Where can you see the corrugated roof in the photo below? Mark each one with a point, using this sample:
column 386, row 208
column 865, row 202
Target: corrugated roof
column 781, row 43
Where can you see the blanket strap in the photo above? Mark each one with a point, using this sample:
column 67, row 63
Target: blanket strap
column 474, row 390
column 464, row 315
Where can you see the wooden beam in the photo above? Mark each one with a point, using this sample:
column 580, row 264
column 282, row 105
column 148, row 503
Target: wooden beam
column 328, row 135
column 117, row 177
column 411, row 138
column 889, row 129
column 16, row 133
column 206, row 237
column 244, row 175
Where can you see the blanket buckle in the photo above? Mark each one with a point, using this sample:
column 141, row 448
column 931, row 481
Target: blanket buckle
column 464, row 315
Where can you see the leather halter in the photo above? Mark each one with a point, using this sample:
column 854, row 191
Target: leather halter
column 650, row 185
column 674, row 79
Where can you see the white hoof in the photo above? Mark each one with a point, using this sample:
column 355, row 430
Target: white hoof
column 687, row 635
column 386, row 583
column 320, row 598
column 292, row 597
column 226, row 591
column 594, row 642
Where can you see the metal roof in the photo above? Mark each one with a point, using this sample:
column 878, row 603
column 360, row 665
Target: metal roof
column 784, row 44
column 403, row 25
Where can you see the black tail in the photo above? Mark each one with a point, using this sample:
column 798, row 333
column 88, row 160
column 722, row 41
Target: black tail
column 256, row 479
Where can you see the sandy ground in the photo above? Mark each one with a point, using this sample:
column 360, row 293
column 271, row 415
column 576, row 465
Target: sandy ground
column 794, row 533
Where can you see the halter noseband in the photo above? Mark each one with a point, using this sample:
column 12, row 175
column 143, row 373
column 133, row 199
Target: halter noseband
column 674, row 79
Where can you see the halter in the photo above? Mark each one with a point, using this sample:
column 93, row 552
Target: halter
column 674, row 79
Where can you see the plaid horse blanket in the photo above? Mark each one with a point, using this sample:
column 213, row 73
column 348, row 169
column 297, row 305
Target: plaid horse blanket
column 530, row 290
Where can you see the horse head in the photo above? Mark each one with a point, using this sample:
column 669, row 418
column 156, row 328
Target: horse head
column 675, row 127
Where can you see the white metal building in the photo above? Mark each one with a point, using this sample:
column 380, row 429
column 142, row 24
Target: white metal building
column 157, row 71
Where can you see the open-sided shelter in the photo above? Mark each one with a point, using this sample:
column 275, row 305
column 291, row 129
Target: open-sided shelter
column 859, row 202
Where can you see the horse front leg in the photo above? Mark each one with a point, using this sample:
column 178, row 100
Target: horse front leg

•••••

Pull out the lines above from the line with "Where can you see the halter in" up to and including the line with "column 157, row 71", and copy them word for word.

Where can you see the halter in the photo above? Mark each one with a point, using this sample:
column 93, row 552
Target: halter
column 674, row 79
Where can you see the plaid horse blanket in the photo above? Mark each one with a point, using this sample:
column 213, row 73
column 348, row 169
column 297, row 305
Target: plaid horse blanket
column 530, row 290
Where can you see the horse head in the photo above? Mark each one with a point, using this sample:
column 669, row 418
column 156, row 328
Target: horse head
column 675, row 127
Where can you see the white metal building in the photo above? Mark each one with a point, using this sample:
column 380, row 429
column 142, row 24
Target: white metal building
column 157, row 71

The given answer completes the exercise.